━━ Given data

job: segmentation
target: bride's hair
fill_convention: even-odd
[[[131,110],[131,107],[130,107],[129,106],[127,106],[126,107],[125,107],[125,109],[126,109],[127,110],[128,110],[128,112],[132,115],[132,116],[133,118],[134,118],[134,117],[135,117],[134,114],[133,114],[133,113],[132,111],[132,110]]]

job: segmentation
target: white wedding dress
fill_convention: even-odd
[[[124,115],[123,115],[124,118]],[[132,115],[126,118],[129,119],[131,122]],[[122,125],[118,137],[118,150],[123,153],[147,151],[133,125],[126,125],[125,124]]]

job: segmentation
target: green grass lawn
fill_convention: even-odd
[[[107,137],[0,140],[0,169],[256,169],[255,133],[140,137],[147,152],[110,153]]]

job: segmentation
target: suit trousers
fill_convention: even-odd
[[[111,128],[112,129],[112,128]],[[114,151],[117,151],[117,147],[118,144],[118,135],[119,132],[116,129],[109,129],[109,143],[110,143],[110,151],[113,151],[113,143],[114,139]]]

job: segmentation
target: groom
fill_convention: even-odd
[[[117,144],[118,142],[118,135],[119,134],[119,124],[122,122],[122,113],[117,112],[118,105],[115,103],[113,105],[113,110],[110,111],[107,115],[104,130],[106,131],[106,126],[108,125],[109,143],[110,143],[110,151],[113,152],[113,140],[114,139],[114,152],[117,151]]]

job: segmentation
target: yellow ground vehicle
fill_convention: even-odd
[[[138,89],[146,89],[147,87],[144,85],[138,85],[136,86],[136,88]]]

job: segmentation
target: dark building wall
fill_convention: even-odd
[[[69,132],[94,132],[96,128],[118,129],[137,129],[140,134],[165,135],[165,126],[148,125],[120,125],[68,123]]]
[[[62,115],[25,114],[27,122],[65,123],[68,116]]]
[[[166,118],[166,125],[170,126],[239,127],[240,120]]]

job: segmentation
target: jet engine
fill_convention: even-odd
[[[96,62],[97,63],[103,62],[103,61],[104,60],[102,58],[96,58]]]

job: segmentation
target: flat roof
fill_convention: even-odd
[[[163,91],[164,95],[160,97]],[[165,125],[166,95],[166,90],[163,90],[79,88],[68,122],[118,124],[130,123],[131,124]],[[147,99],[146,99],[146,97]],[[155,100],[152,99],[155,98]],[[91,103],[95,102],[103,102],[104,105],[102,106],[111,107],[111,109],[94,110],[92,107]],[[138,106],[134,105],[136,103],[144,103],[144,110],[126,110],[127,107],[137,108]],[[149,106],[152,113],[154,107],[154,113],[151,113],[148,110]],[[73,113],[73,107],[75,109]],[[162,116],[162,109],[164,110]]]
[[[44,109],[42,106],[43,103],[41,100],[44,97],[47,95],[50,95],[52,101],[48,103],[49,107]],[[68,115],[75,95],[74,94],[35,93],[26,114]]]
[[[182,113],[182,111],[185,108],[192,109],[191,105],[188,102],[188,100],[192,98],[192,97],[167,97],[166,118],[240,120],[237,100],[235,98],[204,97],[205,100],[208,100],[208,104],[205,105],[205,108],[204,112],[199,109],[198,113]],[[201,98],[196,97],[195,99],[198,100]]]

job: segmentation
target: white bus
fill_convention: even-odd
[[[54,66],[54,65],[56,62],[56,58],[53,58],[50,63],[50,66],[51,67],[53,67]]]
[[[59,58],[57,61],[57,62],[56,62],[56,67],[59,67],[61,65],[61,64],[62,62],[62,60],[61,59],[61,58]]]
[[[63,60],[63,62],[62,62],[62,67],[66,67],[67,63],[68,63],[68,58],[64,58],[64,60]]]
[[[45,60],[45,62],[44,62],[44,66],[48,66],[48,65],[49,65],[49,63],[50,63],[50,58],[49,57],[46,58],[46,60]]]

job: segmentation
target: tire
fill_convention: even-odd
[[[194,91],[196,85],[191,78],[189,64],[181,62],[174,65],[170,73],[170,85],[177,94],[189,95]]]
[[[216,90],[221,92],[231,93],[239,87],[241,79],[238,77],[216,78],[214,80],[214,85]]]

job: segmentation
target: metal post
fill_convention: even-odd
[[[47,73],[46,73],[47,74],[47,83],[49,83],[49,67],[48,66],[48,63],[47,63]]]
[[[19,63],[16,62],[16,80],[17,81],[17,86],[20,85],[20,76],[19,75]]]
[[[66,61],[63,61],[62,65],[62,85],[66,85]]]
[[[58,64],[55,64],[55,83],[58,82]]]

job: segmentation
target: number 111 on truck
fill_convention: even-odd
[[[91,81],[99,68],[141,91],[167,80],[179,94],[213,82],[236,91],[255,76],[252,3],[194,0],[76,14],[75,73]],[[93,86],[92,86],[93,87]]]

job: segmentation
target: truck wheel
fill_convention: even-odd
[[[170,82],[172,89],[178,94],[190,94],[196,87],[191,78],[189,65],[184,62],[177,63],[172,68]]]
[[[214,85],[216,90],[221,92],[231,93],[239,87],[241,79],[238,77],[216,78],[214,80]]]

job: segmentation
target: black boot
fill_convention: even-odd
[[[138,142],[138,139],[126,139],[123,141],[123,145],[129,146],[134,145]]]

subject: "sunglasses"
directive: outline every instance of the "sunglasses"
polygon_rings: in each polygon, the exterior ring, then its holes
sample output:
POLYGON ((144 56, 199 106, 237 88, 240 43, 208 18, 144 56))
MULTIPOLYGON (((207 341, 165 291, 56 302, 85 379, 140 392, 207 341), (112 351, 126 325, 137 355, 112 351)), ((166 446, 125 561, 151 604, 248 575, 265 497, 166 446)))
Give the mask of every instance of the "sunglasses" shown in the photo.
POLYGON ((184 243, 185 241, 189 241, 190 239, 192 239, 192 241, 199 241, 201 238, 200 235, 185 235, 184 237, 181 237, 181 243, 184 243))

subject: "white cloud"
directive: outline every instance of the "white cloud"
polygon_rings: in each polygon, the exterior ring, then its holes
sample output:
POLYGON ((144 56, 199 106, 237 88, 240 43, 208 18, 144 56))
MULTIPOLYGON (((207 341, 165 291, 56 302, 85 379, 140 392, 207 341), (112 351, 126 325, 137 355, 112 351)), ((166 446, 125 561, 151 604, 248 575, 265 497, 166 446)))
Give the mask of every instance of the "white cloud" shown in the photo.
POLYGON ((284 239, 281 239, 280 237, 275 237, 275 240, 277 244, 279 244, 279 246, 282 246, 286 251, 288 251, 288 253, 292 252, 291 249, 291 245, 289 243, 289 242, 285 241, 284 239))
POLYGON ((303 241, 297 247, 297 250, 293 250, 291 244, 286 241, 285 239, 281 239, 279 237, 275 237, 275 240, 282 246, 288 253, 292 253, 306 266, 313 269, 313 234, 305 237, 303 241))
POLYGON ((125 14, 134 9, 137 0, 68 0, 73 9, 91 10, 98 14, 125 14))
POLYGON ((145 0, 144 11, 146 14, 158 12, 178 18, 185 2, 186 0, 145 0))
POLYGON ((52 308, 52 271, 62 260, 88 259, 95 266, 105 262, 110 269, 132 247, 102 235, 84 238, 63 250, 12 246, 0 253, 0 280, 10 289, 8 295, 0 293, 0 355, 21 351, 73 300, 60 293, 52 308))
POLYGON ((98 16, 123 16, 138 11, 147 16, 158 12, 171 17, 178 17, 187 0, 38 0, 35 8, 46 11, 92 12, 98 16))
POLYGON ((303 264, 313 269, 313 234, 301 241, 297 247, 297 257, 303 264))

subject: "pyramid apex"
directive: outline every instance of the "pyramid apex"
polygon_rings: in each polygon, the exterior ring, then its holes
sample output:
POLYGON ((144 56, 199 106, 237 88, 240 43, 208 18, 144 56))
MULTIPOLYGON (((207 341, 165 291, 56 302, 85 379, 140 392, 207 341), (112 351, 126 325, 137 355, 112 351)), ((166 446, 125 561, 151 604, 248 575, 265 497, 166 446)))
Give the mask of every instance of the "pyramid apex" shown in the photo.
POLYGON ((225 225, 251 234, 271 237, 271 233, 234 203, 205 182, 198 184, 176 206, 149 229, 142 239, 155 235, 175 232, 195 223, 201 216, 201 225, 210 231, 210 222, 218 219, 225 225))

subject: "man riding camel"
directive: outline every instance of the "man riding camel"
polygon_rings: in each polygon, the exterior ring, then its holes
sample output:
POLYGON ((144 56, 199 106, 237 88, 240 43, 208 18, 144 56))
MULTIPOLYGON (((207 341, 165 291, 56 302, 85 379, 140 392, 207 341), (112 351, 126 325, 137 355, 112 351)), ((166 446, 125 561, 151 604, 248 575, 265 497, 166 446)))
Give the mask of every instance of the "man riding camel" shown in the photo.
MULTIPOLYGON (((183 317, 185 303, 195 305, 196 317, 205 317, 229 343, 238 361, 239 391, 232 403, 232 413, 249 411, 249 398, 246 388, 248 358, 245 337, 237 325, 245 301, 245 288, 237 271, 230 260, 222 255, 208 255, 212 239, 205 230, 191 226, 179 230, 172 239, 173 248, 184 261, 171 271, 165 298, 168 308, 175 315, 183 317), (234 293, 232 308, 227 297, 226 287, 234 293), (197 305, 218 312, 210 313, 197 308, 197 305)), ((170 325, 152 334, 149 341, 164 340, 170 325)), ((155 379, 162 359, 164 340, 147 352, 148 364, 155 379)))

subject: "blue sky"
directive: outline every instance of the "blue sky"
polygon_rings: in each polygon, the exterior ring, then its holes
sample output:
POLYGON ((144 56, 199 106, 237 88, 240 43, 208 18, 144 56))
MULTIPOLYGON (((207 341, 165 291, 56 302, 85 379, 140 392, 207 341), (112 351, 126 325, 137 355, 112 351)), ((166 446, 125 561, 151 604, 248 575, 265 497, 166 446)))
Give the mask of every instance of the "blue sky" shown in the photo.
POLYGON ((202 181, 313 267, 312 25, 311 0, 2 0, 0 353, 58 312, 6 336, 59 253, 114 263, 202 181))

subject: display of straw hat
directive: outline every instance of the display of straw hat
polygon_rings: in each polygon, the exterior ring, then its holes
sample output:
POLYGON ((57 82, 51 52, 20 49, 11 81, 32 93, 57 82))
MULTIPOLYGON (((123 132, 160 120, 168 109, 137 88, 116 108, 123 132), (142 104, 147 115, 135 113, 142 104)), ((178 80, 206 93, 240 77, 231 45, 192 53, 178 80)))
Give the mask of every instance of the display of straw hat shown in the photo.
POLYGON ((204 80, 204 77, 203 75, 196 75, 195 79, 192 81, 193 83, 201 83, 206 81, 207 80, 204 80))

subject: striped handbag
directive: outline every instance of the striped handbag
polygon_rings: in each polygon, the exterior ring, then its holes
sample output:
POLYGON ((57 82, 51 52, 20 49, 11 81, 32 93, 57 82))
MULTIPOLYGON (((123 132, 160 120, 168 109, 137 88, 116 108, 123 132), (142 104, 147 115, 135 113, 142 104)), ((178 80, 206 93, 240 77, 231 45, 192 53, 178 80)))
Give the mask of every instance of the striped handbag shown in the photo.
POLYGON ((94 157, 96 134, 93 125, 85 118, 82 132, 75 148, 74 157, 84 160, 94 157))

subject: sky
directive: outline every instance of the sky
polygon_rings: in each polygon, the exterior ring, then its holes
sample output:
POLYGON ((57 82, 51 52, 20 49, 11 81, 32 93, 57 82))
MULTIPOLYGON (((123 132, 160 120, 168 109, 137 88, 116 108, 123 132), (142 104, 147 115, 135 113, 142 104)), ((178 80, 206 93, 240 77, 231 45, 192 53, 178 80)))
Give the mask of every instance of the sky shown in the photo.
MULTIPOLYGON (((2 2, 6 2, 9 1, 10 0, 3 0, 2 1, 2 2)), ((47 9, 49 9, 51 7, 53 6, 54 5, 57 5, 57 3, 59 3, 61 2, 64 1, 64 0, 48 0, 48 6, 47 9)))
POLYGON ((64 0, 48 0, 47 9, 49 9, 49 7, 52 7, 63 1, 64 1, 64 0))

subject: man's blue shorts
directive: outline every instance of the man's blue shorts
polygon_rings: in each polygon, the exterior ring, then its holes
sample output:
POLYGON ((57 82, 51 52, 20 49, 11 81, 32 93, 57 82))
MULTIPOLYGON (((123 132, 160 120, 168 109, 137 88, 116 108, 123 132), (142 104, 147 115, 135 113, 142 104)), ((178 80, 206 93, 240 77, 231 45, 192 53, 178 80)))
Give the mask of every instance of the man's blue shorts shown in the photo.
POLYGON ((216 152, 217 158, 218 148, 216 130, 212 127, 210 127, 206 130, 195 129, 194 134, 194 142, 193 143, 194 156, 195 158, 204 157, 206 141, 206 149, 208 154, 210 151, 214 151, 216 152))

━━━━

* Task
Reproduce the records from the line containing "subject: man's blue shorts" through the end of the records, requests included, and add 8 to every coordinate in the answers.

* The answer
subject: man's blue shorts
directive: outline every instance of the man's blue shorts
polygon_rings: in each polygon, the exterior ring, then its holes
sample output:
POLYGON ((57 82, 51 52, 20 49, 11 81, 32 93, 57 82))
MULTIPOLYGON (((123 132, 160 120, 168 109, 137 88, 116 108, 123 132), (142 104, 147 115, 135 113, 142 104)), ((178 80, 206 93, 240 77, 231 45, 192 53, 178 80)))
Give the mask of every instance of the man's blue shorts shown in the photo.
POLYGON ((224 160, 225 166, 226 156, 224 138, 220 135, 218 135, 214 138, 203 137, 202 142, 202 150, 201 151, 202 164, 203 166, 212 165, 214 149, 214 157, 216 162, 218 159, 222 159, 224 160))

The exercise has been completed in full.